ILMU SYAR’I HANYA BISA DIDAPATKAN DENGAN CARA BELAJAR (MENUNTUT ILMU)
Dalam sebuah hadits dinyatakan:
يَا أَيّهَا النَّاس تَعَلَّمُوا ، إِنَّمَا الْعِلْم بِالتَّعَلُّمِ ، وَالْفِقْه بِالتَّفَقُّهِ ، وَمَنْ يُرِدْ اللَّه بِهِ خَيْرًا يُفَقِّههُ فِي الدِّين
Wahai sekalian manusia, belajarlah. Ilmu hanya bisa didapatkan dengan belajar. Pemahaman didapatkan dgn cara berusaha memahami. Barangsiapa yg Allah kehendaki baginya kebaikan, Allah pahamkan ia dalam (ilmu) Dien (H.R Ibnu Abi Ashim dan atThobarony dari Muawiyah dan dinyatakan sanadnya hasan oleh alHafidz Ibnu Hajar dlm Fathul Bari)
إِنَّ الرَّجُلَ لا يُولَدُ عَالِمًا وَإِنَّمَا الْعِلْمُ بِالتَّعَلُّمِ
Sesungguhnya seseorang tidaklah terlahirkan (langsung) berilmu. Hanyalah ilmu bisa didapatkan dgn cara belajar(diriwayatkan oleh Ibnu Abi Syaibah dlm Mushonnafnya dan seluruh perawinya terpercaya)

--------------------

Lanjutkan tulisan tentang ilmu syar'i yang hanya bisa didapat dengan belajar, mulai setelah kalimat terakhirnya. Catatan di bawah ini tidak ada kaitannya dengan tulisan tentang ilmu syar'i tersebut.

Catatan dari set data anotasi
--------------------

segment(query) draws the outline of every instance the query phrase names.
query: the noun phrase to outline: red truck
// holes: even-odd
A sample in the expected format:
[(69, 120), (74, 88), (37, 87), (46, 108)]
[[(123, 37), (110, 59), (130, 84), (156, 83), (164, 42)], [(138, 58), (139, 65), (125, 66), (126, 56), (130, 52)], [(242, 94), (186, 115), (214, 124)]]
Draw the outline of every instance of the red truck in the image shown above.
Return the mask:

--------------------

▸ **Hasil Tugas**
Yang dimaksud dgn belajar adalah semua proses menimba ilmu, seperti: mendatangi majelis ilmu utk mendengarkan faidah-faidah ilmu dari alQuran maupun hadits yg shahih, atau bertanya kepada orang yg berilmu. Bisa juga membaca karya orang-orang yg berilmu. Termasuk juga mencatat ilmu, merangkumnya, dan meringkasnya. Atau, mudzakarah dan murojaah (mengulang-ulang utk mengingat kembali ilmu yg telah didapat).
Jika kita melihat Sahabat Nabi Ibnu Abbas, beliau adalah orang yg didoakan langsung oleh Rasul agar dijadikan sebagai seorang yg faqih dlm ilmu Dien dan tafsir alQuran.
Namun, setelah didoakan oleh Rasul tsb Ibnu Abbas bukannya berpangku tangan menunggu ilmu itu langsung merasuk dlm dirinya. Atau, merapal dzikir-dzikir tertentu dengan harapan besok pagi bangunnya sudah jadi orang berilmu. Tidak demikian.
Namun, justru beliau berkeliling menimba ilmu dari para Sahabat yg masih hidup setelah Nabi meninggal. Utk menggali riwayat-riwayat yg didengar dari Nabi.
Tidak jarang beliau harus menunggu seorang Sahabat di luar rumahnya dan menggelar selendangnya ditemani deburan pasir yg diterbangkan angin.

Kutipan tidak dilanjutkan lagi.